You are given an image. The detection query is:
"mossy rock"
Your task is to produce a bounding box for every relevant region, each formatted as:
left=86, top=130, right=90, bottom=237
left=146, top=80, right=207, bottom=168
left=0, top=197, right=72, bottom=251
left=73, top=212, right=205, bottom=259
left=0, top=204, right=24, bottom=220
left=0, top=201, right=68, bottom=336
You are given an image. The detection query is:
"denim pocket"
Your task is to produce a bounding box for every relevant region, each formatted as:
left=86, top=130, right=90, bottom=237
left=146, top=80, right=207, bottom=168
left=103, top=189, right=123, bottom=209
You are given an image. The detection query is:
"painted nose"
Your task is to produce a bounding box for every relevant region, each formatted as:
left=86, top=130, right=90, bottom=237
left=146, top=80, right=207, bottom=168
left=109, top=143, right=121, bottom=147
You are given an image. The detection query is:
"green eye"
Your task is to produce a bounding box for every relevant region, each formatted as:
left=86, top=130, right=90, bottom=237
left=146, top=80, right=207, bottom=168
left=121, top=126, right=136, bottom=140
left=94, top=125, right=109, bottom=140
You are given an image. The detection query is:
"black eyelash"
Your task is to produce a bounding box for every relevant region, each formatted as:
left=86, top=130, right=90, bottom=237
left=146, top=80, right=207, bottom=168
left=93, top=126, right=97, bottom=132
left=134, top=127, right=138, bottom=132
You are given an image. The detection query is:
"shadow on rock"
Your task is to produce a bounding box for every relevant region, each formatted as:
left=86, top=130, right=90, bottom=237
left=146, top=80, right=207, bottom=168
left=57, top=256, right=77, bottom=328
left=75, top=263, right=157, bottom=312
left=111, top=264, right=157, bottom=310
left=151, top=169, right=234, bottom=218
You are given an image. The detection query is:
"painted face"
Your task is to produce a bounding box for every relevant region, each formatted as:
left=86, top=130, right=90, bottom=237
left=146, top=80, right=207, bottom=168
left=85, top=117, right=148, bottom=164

----

_TASK TO CARRY OUT_.
Your job is to output all of the material exactly.

_ANSWER SPACE_.
You are given an image. The detection query is:
"mossy rock"
Your task is to produce a bounding box for every relevant region, each formatted as:
left=86, top=130, right=90, bottom=237
left=146, top=80, right=207, bottom=168
left=0, top=197, right=72, bottom=251
left=73, top=212, right=205, bottom=259
left=0, top=204, right=24, bottom=220
left=0, top=201, right=68, bottom=336
You are given an image. The detection query is:
"denim pocket"
Your task is to produce a bounding box for every relevant region, each formatted as:
left=86, top=130, right=90, bottom=237
left=146, top=80, right=207, bottom=168
left=103, top=189, right=123, bottom=209
You are given an image. The detection query is:
"painted nose"
Your task is to produce a bounding box for every relevant region, each formatted as:
left=86, top=130, right=90, bottom=237
left=146, top=80, right=207, bottom=168
left=109, top=143, right=121, bottom=147
You are given an image. The detection query is:
"green eye"
Your task is to produce a bounding box for every relevant region, each formatted as:
left=86, top=130, right=90, bottom=237
left=146, top=80, right=207, bottom=168
left=121, top=126, right=136, bottom=140
left=94, top=125, right=109, bottom=140
You are given an image. The detection query is:
"black eyelash"
Your task is to produce a bounding box for every relevant region, each formatted as:
left=86, top=130, right=90, bottom=237
left=146, top=80, right=207, bottom=168
left=93, top=126, right=97, bottom=132
left=134, top=127, right=138, bottom=132
You are given an image. The detection query is:
"shadow on rock"
Your task is to produce a bounding box for every relevant region, each formatted as:
left=86, top=130, right=90, bottom=237
left=146, top=80, right=207, bottom=168
left=57, top=256, right=77, bottom=328
left=75, top=263, right=157, bottom=312
left=111, top=264, right=157, bottom=310
left=151, top=169, right=234, bottom=218
You are given an image. The detection query is:
"painted face"
Your task is to produce a bounding box for every relevant region, each formatted as:
left=86, top=130, right=90, bottom=237
left=146, top=80, right=207, bottom=168
left=85, top=117, right=148, bottom=164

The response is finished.